Records drawn from a dataset →
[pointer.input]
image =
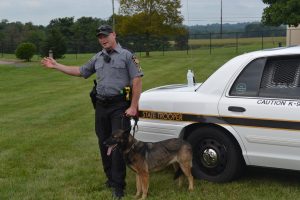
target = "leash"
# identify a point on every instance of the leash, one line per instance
(135, 125)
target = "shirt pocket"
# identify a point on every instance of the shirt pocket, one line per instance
(119, 70)
(99, 67)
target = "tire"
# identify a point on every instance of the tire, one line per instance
(216, 156)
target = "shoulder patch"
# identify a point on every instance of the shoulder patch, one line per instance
(136, 62)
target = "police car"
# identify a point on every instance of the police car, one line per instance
(246, 113)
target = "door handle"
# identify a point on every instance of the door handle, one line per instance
(236, 109)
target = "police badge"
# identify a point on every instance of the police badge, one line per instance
(136, 62)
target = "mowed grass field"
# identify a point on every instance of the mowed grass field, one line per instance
(48, 148)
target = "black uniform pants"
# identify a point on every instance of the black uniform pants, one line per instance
(110, 117)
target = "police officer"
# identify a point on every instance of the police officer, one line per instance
(115, 68)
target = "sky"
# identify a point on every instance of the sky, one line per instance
(202, 12)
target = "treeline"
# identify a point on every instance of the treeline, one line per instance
(61, 35)
(247, 29)
(66, 35)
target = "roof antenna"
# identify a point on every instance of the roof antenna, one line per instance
(191, 68)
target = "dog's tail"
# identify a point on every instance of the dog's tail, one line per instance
(178, 173)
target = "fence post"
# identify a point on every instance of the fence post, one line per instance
(262, 40)
(50, 53)
(236, 41)
(187, 45)
(209, 43)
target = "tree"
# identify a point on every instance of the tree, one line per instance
(64, 26)
(84, 38)
(281, 12)
(55, 42)
(25, 51)
(149, 18)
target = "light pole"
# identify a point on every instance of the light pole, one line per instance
(221, 25)
(113, 5)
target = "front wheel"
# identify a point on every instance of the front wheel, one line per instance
(216, 157)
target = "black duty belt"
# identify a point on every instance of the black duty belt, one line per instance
(110, 99)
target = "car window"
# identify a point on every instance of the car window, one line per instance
(248, 82)
(281, 78)
(276, 77)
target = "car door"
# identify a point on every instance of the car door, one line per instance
(262, 105)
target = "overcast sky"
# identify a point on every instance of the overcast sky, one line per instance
(40, 12)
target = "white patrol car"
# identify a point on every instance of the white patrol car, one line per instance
(247, 112)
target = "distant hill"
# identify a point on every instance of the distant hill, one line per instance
(229, 28)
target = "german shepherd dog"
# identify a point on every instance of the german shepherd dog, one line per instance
(144, 157)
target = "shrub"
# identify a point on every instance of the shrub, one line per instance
(25, 51)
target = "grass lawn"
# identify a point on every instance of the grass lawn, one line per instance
(48, 148)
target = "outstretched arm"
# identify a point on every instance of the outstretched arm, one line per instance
(52, 64)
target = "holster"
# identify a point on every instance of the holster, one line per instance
(93, 94)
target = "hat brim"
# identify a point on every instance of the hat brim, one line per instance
(103, 33)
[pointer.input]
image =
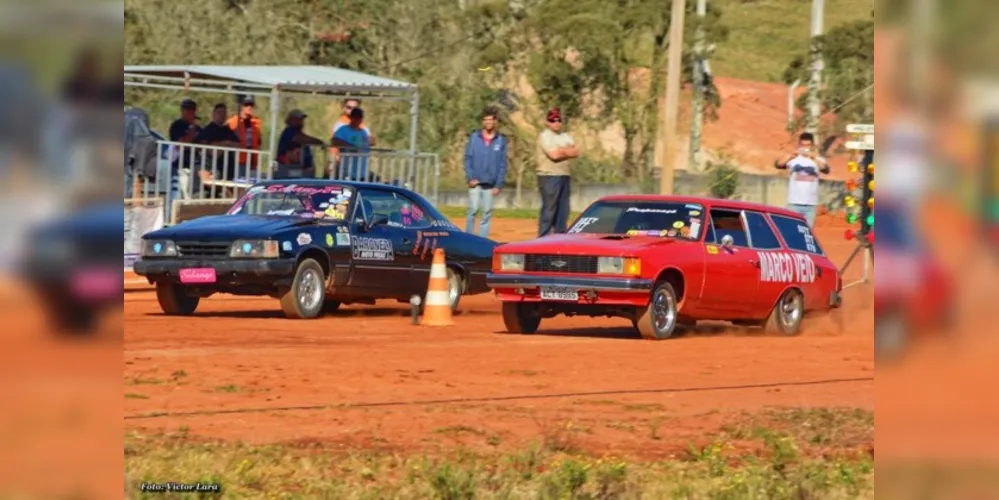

WORK ITEM →
Write out exactly the stretch of lines that begins with the line containing "# identify a point on every instance of the hat" and ends with the last line of the records above, leaving out the pictures.

FINISHED TASK →
# identify a point on every instance of the hat brim, one line per instance
(103, 33)
[pointer.input]
image =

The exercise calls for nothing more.